EXCERPT
__________________________________________________

Non-linear Calibration Model

  • Vegetation response to climate is non-linear.

\(\begin{align*} \operatorname{log} \left( \boldsymbol{\alpha} \left( \mathbf{s}_i, t \right) \right) & = \mathbf{B} \left( \mathbf{z}\left( \mathbf{s}_i, t \right) \right) \boldsymbol{\beta} \end{align*}\)


  • \(\mathbf{B} \left( \mathbf{z}\left( \mathbf{s}_i, t \right) \right)\) is a basis expansion of the covariates \(\mathbf{z}\left( \mathbf{s}_i, t \right)\).
    • Use B-splines or Gaussian Processes as a basis.
    • \(\mathbf{B} \left( \mathbf{z}\left( \mathbf{s}_i, t \right) \right)\) is random.
    • Computationally challenging.


  • Note that for \(t \neq 1\), the \(\mathbf{z} \left( \mathbf{s}_i, t \right)\)s are unobserved.


Non-linear Calibration Model

Process Model

\(\begin{align*} [\mathbf{Z}, \boldsymbol{\theta}_D, \boldsymbol{\theta}_P | \mathbf{y}] & \propto [\mathbf{y} | \boldsymbol{\theta}_D, \mathbf{Z}] \color{blue}{[\mathbf{Z} | \boldsymbol{\theta}_P]}[\boldsymbol{\theta}_D] [\boldsymbol{\theta}_P] \end{align*}\)

Process Model

Dynamic Model

  • We are interested in estimating the latent process \(\mathbf{z} \left( \mathbf{s}, t \right)\).


  • The model can accommodate:
  1. continuous vs. discrete space (geostatistical vs. CAR models).
  2. continuous vs. discrete time (stochastic process vs. AR models).


  • For now, we focus on continuous space and discrete time.

Dynamic Model

  • For \(\mathbf{z} \left(t \right) = \left( \mathbf{z} \left(\mathbf{s}_1, t \right)', \ldots, \mathbf{z} \left(\mathbf{s}_n, t \right)' \right)\), we assume:

\(\begin{align*} \mathbf{z} \left(t \right) - \mathbf{X} \left( t \right) \boldsymbol{\gamma} & = \mathbf{M}\left(t\right) \left( \mathbf{z} \left(t-1 \right) - \mathbf{X} \left( t \right) \boldsymbol{\gamma} \right) + \boldsymbol{\eta} \left(t \right) \end{align*}\)


  • \(\mathbf{M}(t) = \rho \mathbf{I}_n\) is a propagator matrix.

  • \(\mathbf{X} \left(t \right) \boldsymbol{\gamma}\) are the fixed effects from covariates like latitude, elevation, etc.

  • \(\boldsymbol{\eta} \left( t \right) \sim \operatorname{N} \left( \mathbf{0}, \mathbf{R}\left( \boldsymbol{\theta} \right) \right)\).

  • \(\mathbf{R} \left( \boldsymbol{\theta} \right)\) is a Mátern spatial covariance matrix with parameters \(\boldsymbol{\theta}\).

Elevation covariates

Scaling the process for big data

  • Define a set of spatial knot locations \(\mathbf{s}^{\star} = \left\{ \mathbf{s}_1^{\star}, \ldots, \mathbf{s}_m^{\star} \right\}\).

__________________________________________________

Pointing dataset records
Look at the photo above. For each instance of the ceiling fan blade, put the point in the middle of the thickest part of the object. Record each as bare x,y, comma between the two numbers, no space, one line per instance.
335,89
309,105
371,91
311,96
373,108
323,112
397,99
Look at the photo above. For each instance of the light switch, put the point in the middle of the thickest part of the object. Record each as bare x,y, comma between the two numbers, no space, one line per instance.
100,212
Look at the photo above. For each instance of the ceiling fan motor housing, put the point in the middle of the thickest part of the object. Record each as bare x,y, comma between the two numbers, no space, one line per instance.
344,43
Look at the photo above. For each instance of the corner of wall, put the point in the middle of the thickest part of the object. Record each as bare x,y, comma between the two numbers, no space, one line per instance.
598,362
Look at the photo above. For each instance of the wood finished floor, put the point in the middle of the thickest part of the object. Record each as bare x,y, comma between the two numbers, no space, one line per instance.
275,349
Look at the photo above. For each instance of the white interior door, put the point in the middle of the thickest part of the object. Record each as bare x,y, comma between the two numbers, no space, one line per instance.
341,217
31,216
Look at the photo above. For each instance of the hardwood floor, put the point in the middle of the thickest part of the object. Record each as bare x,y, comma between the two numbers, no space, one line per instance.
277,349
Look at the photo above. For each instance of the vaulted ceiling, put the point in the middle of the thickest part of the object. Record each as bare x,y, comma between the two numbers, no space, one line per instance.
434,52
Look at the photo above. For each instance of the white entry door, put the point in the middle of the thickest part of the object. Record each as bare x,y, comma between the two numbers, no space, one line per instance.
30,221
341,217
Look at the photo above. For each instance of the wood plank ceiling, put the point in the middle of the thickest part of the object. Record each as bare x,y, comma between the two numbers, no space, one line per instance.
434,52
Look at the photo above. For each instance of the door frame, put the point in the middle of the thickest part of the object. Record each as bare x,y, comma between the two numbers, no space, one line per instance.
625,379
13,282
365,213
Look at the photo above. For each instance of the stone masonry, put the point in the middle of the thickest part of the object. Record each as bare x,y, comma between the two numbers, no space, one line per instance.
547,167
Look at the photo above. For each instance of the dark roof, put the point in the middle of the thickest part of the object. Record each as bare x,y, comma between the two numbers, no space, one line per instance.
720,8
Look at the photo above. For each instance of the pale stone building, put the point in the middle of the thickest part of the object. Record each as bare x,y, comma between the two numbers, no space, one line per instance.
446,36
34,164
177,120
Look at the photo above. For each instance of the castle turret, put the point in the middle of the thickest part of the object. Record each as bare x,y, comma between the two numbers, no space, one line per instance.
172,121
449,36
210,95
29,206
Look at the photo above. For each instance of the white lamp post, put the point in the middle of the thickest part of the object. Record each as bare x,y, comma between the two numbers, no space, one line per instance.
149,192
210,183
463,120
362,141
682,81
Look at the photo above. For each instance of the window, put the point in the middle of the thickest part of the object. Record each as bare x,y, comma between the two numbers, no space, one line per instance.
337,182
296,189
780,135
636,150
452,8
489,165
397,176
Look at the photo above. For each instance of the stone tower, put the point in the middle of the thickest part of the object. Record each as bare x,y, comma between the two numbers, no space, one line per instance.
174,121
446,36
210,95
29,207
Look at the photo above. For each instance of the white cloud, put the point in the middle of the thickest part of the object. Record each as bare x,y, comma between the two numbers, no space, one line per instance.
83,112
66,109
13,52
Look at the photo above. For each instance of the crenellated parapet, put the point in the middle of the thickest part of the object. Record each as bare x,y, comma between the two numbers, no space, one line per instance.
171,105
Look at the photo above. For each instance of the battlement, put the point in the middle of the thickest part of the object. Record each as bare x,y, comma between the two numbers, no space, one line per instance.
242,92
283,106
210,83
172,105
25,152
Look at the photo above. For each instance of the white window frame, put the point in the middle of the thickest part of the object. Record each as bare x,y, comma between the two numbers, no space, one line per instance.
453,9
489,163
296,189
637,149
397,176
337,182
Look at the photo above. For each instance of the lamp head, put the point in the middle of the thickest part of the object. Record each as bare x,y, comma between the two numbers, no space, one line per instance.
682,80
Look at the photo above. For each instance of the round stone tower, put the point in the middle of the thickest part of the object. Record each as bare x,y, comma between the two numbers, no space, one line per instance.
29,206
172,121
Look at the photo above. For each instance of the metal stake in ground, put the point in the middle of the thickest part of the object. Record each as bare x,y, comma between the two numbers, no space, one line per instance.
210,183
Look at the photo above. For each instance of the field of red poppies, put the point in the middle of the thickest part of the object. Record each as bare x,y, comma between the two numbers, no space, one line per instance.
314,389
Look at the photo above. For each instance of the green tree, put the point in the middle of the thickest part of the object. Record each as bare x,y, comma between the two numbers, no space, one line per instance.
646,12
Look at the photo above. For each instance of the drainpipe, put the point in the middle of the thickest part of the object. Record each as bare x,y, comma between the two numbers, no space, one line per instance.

__________________________________________________

YOUR INSTRUCTIONS
Copy the excerpt on the non-linear calibration model word for word, starting at "2. continuous vs." and ending at "a propagator matrix.". These records were taken from a separate source.

COMPLETED TASK
2. continuous vs. discrete time (stochastic process vs. AR models).


  • For now, we focus on continuous space and discrete time.

Dynamic Model

  • For \(\mathbf{z} \left(t \right) = \left( \mathbf{z} \left(\mathbf{s}_1, t \right)', \ldots, \mathbf{z} \left(\mathbf{s}_n, t \right)' \right)\), we assume:

\(\begin{align*} \mathbf{z} \left(t \right) - \mathbf{X} \left( t \right) \boldsymbol{\gamma} & = \mathbf{M}\left(t\right) \left( \mathbf{z} \left(t-1 \right) - \mathbf{X} \left( t \right) \boldsymbol{\gamma} \right) + \boldsymbol{\eta} \left(t \right) \end{align*}\)


  • \(\mathbf{M}(t) = \rho \mathbf{I}_n\) is a propagator matrix.